[Stored records]
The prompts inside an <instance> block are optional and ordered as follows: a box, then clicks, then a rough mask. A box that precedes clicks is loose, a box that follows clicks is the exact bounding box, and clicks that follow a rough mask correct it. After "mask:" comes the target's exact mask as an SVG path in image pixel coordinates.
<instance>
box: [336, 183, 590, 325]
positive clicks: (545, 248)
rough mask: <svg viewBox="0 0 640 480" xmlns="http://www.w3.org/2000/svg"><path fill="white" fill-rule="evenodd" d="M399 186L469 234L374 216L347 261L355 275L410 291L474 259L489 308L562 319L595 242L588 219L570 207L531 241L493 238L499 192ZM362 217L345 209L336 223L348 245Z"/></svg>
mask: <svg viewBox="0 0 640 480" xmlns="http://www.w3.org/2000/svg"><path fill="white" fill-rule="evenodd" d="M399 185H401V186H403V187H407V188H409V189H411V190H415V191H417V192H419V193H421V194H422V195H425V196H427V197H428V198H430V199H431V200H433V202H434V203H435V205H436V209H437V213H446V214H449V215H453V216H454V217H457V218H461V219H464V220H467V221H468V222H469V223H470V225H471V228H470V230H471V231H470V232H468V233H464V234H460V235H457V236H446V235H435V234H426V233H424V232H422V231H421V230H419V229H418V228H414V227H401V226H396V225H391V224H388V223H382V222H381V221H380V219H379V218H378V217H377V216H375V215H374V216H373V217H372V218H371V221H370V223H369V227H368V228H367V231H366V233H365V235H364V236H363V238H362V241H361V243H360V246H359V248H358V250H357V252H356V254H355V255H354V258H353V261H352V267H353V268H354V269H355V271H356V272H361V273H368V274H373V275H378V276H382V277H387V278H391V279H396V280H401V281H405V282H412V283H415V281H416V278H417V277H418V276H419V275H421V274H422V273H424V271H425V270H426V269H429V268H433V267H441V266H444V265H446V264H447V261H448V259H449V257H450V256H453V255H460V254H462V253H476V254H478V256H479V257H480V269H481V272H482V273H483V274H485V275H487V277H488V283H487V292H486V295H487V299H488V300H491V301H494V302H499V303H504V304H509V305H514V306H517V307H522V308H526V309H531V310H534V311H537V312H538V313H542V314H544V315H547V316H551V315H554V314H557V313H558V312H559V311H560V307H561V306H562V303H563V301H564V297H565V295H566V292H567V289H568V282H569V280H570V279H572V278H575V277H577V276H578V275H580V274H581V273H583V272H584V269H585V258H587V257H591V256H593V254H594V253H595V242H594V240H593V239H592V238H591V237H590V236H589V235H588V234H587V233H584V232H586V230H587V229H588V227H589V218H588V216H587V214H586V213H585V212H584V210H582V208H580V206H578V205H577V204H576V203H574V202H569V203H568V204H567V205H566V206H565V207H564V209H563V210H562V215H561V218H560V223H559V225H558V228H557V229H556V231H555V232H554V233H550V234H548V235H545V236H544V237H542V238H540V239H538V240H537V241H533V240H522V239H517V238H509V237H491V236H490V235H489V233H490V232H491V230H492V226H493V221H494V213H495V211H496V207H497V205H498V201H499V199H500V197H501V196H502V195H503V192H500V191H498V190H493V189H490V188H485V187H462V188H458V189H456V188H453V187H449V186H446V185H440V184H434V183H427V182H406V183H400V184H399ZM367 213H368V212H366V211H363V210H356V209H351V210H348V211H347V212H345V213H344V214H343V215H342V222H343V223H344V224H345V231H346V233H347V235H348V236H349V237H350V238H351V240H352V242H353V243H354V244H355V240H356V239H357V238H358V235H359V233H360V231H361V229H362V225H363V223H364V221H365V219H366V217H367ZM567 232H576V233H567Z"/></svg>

_Exercise instructions_: What is needed is every line from the start of the entries through the line containing "positive clicks: (545, 248)", returned word for word and nothing else.

_Exercise result_:
The prompts inside an <instance> block are optional and ordered as follows: a box, then clicks, then a rough mask. A box that precedes clicks is loose, a box that follows clicks is the exact bounding box, and clicks that follow a rough mask correct it. After "mask:" comes the target's exact mask as an SVG path in image pixel coordinates.
<instance>
box: [336, 183, 590, 325]
positive clicks: (545, 248)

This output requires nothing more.